# [What the task asks]
According to the following text on Rumex spinosus, who first described the species, and in what year?

# [Extract to read]
────
Species of flowering plant

Rumex spinosus (synonym Emex spinosa), commonly known as devil's thorn, spiny dock, or lesser jack, is an annual herbaceous plant of the Polygonaceae. It originates in the warmer parts of the Old World, but now has spread with humans to other places. It is common in disturbed areas, especially in sandy soils. It has shown some weedy behaviour in restricted areas within southern Australia.

==Description==
The lesser jack tends to grow as a sprawling weed. The leaves are plain in shape, resembling spinach. The flowers of different sexes are clustered separately on the same plant.
The plant produces many seeds with a hard, prickly casing. These are produced both in clusters along the branches and at the base of the stem. The root is thick and succulent. At the end of the plant's life, the root dries up and pulls the seeds at the base of the stem into the ground. The spiny, durable seeds make the plant a nuisance around human habitats, much like the similarly shaped seeds of Tribulus terrestris.

==Taxonomy==
Rumex spinosus was first described by Carl Linnaeus in 1753. It was transferred to the genus Emex by Francisco Campderá in 1819. However in 2015, Schuster et al. demoted Emex to a subgenus of Rumex, restoring the species to Linnaeus's original genus. a move accepted by Plants of the World Online, among other sources.

==Uses==
Although bitter, the root and leaves can be eaten.
────
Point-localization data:
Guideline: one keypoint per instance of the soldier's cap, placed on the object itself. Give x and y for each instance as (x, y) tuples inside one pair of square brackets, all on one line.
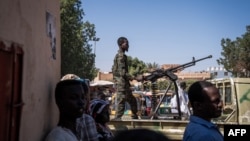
[(183, 84)]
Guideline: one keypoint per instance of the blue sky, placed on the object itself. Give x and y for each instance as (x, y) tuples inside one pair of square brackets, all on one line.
[(166, 31)]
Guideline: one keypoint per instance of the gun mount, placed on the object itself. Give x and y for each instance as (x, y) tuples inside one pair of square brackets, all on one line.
[(170, 72)]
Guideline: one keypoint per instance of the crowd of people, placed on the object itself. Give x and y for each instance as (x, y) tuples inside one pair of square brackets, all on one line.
[(84, 119)]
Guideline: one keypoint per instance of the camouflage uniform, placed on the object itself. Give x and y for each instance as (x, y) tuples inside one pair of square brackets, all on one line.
[(121, 78)]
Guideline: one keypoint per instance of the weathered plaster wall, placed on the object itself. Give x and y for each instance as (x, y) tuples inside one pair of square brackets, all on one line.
[(24, 22)]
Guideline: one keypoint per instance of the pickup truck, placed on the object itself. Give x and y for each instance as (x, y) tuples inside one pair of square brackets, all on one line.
[(235, 94)]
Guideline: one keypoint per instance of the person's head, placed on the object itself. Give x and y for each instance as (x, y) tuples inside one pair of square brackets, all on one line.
[(99, 110), (139, 135), (205, 100), (71, 98), (123, 43), (183, 85)]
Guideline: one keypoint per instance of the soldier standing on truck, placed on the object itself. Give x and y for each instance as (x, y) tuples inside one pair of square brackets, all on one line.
[(122, 81)]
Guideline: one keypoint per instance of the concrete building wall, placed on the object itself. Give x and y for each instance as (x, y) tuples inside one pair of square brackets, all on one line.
[(24, 22)]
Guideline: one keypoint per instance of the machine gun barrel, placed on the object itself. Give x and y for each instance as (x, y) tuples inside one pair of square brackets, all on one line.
[(169, 72)]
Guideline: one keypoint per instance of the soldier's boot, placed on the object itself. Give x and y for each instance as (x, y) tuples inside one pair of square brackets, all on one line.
[(134, 112)]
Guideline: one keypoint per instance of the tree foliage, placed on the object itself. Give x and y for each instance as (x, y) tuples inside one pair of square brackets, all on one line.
[(76, 56), (152, 66), (236, 56)]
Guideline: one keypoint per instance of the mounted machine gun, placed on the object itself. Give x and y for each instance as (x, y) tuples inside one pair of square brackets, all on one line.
[(159, 73)]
────
# [Exercise result]
Carl Linnaeus, in 1753.